- Task 1:
In the essay on conspiracists, which filmmaker does a popular mutation of the faked moon landing theory say created the footage of astronauts on the moon?

- Study text:

The Conspiracists
It fits the pattern of conspiratorial thinking, where if you have a conclusion that you already hold on to, anything else can be confirmatory evidence.
—Yini Zhang, University of Buffalo (cited in “QAnon Faithful See Validation…”)
What kind of person actually believes in conspiracy theories?
As I’ve written before, probably my favorite unit as an English and research teacher was one on conspiracy theories, misinformation, and disinformation, which my friend Taryn Auerbach and I developed several years ago.
The most fun idea in the unit was Taryn’s: we had students research their own conspiracy theories and then find credible sources to either “confirm” (credibly support) or “debunk” (show that there was a lack of evidence to support them).
The reason we framed it this way is that conspiracy theories, by their nature, often can’t be solidly proven or disproven.
Conspiracy theories aren’t “theories” in the scientific sense, because they don’t arise from what we already know, and are often structured so that they cannot be invalidated by new information.
A theory is essentially an educated inference which the person making the inference plans to rigorously challenge. The process of challenging a theory makes an explanation for a phenomenon or an answer to a question stronger by attacking it from as many angles as possible. A theory is falsifiable or testable.
A conspiracy theory is like a theory in reverse, a belief that walls itself off from evidence that can challenged it, while taking in only such real and imagined factual evidence as might make it seem stronger from the outside. If a theory is a changing and evolving organism, a conspiracy theory is a hollow fortress.
A conspiracy theory is not a theory in the sense described above, because it is designed— sometimes intentionally— not to be falsifiable or testable.
If you believe the United States faked the moon landing, for example, documentary evidence appearing to show NASA astronauts did land on the moon— rock samples, photos of astronauts on the moon, live video broadcasts from the era— just “prove” that the coverup to create the appearance of a moon landing was a massive coverup that had to have involved the United States government.

Any new evidence to the contrary can be explained as part of the conspiracy.
For example, a popular mutation of the faked moon landing theory is that the filmmaker Stanley Kubrick created the footage of astronauts on the moon in a studio on Earth. This may be a response to critics of the theory arguing that faking a nationally televised landing with 1960’s-era film techniques would be incredibly difficult.
Conspiracists could point to the incredible technological advances of Kubrick’s 2001: A Space Odyssey to argue that it might be possible for Kubrick, an argument which would allow them to avoid proving that Kubrick actually did any such thing.
Several articles we read with our students about conspiracists and their psychology contained an essential finding of existing psychological research.
Research suggests people don’t believe in conspiracy theories because they are stupid (which unfortunately also means we may not be able to “educate” people out of being conspiracists in the sense of giving them more information); they are much more often anxious, unsafe, or disenfranchised.
In other words, conspiracists are often people who have something to gain from believing that a coordinated conspiracy is responsible for what is wrong with the world, rather than simple bad luck, unfairness, randomness, or everyday corruption.
It’s essential to understand the nature of conspiratorial thinkers because anyone is theoretically capable of conspiratorial thinking, particularly during times of upheaval, combined with unprecedented misinformation and disinformation driven by easy access to online resources, by AI, by deepfake technology, and by the self-perpetuating engines of anxiety and outrage.

- Task 2:
Pick out every line of the records below that contains the string "positive".

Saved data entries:
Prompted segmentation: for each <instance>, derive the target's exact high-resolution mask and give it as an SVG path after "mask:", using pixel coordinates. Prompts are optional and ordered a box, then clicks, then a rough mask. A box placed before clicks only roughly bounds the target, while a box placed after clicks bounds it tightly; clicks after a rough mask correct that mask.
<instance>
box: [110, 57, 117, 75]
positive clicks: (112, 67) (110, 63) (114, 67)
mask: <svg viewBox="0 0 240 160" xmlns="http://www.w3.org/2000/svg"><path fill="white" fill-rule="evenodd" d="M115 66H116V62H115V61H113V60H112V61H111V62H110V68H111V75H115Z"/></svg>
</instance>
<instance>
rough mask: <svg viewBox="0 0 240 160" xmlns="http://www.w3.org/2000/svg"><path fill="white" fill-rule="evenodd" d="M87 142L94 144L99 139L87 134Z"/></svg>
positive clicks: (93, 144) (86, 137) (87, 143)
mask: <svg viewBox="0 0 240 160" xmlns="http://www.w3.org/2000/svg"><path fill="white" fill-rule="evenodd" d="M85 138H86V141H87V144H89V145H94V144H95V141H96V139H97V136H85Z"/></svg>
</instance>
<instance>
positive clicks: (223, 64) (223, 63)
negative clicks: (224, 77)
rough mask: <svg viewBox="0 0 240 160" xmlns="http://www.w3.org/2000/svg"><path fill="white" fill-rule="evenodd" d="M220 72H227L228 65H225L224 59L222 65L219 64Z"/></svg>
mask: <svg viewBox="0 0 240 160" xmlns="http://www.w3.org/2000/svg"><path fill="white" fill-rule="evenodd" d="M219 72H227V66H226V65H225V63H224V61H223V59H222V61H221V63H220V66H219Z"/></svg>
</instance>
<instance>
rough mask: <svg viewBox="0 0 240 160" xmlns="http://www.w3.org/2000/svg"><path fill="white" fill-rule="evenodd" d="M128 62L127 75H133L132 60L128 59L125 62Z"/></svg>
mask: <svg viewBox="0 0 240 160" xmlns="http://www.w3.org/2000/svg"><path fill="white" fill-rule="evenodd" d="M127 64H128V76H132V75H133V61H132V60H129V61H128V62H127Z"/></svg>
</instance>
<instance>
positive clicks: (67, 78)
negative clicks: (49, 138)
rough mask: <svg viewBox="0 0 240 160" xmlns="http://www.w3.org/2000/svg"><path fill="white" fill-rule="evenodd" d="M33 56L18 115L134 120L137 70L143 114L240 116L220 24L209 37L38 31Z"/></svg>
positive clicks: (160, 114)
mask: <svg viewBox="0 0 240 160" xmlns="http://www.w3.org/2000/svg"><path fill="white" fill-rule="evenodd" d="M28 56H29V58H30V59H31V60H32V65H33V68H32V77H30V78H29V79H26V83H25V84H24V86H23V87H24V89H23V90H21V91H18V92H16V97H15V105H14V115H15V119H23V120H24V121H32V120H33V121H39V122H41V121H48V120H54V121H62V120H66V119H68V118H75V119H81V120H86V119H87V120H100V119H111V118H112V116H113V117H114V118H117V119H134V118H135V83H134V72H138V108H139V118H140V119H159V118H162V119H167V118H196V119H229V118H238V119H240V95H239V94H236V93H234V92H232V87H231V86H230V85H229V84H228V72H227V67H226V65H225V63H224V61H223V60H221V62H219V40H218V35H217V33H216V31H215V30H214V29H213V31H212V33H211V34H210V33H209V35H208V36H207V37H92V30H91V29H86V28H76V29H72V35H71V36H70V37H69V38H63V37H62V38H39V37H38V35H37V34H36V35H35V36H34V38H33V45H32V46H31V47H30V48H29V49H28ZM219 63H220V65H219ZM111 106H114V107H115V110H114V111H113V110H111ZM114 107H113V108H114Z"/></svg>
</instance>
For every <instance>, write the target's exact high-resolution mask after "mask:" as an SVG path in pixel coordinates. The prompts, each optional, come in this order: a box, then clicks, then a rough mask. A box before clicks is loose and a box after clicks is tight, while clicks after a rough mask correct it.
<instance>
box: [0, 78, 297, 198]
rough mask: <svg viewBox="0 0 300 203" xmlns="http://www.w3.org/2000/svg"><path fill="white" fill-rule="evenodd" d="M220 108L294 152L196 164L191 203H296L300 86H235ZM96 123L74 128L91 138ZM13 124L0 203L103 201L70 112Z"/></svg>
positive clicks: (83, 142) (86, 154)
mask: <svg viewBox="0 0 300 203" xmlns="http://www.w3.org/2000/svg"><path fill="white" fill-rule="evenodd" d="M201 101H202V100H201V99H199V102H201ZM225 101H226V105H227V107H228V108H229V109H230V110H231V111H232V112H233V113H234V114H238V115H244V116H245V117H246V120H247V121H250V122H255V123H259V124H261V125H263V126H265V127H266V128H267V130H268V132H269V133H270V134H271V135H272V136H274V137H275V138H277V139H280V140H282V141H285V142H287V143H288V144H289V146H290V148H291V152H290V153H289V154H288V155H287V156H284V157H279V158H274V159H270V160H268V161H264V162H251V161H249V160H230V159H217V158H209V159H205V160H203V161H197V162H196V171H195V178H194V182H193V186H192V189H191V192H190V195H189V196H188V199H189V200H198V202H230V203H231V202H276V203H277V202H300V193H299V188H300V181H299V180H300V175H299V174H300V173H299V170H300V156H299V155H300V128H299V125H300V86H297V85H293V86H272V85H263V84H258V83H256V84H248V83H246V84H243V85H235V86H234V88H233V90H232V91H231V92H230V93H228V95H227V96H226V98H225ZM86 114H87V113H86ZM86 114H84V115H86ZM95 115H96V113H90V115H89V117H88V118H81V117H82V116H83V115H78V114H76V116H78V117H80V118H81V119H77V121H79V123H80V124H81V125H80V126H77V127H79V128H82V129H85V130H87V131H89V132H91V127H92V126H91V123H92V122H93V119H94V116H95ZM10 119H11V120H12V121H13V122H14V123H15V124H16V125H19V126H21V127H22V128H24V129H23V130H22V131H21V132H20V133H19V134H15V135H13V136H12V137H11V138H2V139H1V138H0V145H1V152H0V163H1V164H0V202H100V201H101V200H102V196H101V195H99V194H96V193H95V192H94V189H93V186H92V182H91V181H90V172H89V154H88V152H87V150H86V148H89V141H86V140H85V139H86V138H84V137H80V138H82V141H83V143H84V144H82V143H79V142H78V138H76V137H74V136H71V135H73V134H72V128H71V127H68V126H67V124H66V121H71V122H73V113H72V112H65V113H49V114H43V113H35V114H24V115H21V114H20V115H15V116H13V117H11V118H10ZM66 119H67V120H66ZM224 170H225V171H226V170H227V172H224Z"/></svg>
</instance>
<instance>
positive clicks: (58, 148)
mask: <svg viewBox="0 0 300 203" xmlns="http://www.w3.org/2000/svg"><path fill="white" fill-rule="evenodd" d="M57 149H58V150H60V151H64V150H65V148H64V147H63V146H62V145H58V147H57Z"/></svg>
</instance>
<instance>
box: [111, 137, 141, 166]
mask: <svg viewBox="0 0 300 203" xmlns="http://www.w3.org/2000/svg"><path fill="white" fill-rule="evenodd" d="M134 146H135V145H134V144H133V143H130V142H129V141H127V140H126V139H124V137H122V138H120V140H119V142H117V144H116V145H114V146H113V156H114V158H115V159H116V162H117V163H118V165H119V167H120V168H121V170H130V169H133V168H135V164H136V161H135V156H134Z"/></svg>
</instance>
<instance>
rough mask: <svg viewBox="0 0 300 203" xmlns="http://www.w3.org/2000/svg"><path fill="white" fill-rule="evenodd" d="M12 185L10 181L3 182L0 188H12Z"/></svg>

- Exercise result 1:
Stanley Kubrick

- Exercise result 2:
positive clicks: (112, 67) (110, 63) (114, 67)
positive clicks: (93, 144) (86, 137) (87, 143)
positive clicks: (223, 64) (223, 63)
positive clicks: (67, 78)
positive clicks: (160, 114)
positive clicks: (83, 142) (86, 154)
positive clicks: (58, 148)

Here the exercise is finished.